--- begin ---

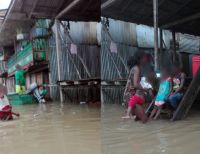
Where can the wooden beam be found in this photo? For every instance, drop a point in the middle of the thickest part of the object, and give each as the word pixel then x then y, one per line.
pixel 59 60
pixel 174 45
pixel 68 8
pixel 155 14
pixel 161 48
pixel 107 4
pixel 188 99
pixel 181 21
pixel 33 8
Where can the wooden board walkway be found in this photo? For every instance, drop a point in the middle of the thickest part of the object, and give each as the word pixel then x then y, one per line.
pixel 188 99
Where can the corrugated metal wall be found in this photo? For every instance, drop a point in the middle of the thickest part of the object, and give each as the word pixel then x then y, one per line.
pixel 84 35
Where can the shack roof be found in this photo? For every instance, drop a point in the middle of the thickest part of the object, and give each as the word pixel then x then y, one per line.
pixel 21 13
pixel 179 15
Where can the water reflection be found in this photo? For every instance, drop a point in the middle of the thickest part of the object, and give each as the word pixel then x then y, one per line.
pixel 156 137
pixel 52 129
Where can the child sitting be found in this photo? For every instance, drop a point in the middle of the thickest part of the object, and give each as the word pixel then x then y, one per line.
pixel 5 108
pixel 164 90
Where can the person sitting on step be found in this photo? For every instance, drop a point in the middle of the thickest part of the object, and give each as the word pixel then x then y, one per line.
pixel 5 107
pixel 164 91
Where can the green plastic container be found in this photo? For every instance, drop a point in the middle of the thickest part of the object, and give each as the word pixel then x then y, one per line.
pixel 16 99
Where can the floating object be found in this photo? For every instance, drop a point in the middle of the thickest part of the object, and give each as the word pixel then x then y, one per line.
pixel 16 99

--- end ---
--- begin ---

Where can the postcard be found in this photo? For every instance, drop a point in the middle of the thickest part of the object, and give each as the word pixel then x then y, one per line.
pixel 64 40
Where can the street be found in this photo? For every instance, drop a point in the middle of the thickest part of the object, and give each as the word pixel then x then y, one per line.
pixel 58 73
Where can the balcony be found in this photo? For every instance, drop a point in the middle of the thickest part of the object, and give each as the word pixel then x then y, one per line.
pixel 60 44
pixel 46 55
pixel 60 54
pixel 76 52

--- end ---

» What you are asked to do: Write out the rows from the line with "Where can the postcard" to the line with "pixel 64 40", both included, exactly as they appear above.

» Response to this exercise:
Where can the postcard be found in this photo? For every instance, drop a point in the middle of the thickest part of the object, and give each as the word pixel then x then y, one per line.
pixel 64 40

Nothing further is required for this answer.